• PROBLEM REQUIREMENTS: Rewrite the material from the line containing "the blurred cupcake" up to and including the line containing "[[480, 398]]", adding 42 to every number in the answer coordinates. Keep the requests and their sample coordinates unchanged.

• DATA RECORDS:

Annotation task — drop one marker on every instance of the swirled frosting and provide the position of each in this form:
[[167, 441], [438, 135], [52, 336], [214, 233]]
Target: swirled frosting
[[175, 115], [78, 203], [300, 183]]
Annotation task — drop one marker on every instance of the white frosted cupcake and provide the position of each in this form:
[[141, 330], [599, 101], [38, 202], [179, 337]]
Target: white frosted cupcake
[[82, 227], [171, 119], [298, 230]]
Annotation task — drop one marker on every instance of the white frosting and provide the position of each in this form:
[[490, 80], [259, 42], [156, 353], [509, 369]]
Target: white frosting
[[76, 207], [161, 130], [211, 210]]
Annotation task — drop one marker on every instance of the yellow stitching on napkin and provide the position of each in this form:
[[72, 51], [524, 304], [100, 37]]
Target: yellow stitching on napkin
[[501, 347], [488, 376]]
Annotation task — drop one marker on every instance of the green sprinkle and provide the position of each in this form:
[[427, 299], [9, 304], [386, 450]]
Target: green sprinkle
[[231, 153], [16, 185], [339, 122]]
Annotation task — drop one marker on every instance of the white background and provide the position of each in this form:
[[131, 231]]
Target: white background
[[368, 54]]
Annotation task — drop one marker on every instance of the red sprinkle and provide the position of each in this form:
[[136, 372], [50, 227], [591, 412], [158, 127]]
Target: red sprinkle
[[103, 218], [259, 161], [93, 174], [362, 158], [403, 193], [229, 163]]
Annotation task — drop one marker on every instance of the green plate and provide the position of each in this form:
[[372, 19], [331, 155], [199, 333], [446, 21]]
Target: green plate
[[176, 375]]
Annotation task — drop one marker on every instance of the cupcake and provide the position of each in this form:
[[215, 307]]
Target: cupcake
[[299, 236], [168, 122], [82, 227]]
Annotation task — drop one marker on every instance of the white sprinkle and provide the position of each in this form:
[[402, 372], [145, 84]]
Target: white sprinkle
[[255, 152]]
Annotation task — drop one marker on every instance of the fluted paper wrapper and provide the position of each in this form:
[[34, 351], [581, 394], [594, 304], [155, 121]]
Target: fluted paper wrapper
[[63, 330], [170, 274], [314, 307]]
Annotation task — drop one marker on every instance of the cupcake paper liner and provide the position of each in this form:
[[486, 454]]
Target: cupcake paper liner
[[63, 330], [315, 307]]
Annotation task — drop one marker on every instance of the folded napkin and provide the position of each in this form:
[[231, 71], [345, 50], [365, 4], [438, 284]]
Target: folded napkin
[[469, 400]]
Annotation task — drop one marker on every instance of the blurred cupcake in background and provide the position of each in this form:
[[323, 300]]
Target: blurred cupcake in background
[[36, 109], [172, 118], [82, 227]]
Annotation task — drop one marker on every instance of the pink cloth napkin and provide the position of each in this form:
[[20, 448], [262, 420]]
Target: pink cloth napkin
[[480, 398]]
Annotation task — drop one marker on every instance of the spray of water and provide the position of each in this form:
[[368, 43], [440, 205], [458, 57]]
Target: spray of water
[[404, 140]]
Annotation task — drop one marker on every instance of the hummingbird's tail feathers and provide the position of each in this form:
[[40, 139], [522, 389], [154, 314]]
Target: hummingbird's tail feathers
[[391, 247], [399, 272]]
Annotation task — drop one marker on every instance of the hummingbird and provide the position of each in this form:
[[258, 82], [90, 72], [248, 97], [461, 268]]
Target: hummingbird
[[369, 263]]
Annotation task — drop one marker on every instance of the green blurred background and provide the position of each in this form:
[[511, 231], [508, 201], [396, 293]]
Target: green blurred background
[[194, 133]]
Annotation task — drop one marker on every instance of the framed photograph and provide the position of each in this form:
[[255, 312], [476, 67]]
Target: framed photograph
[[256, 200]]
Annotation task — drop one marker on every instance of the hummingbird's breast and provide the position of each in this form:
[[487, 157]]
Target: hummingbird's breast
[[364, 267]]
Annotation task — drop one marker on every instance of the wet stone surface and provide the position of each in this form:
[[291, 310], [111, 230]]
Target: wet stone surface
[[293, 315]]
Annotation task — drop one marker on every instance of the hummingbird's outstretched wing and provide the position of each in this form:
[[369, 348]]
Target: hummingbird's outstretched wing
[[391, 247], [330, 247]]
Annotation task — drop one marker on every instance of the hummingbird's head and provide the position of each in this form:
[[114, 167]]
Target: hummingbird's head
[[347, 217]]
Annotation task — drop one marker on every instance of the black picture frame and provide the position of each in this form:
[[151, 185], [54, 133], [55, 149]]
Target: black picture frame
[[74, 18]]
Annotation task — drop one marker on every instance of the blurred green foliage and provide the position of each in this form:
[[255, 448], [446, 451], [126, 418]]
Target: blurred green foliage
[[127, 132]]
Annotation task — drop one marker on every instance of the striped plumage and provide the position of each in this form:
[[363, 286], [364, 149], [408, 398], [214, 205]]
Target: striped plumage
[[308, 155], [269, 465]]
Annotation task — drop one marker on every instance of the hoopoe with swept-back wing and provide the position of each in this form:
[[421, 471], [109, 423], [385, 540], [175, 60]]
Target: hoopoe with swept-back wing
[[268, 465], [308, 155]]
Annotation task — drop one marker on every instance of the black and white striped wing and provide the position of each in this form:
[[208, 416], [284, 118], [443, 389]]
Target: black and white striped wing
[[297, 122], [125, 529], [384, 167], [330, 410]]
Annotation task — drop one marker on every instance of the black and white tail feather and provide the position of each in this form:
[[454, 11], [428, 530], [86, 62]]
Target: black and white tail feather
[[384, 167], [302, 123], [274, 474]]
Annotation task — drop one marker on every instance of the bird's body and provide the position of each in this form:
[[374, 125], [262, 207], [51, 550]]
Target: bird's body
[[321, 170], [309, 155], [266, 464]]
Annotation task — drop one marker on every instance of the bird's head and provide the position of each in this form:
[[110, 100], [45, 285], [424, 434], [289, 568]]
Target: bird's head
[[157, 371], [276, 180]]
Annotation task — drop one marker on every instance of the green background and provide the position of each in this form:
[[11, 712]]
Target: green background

• EXERCISE RESPONSE:
Annotation task — drop one marker on every instance of the blurred cupcake in background and provide the position of each in this form:
[[323, 300]]
Target: blurred cupcake in background
[[78, 151], [214, 160], [124, 269]]
Annotation task — drop one marker on every instance of the pink cloth napkin and provide the position of each in this form:
[[20, 448], [262, 420]]
Target: pink cloth napkin
[[522, 440]]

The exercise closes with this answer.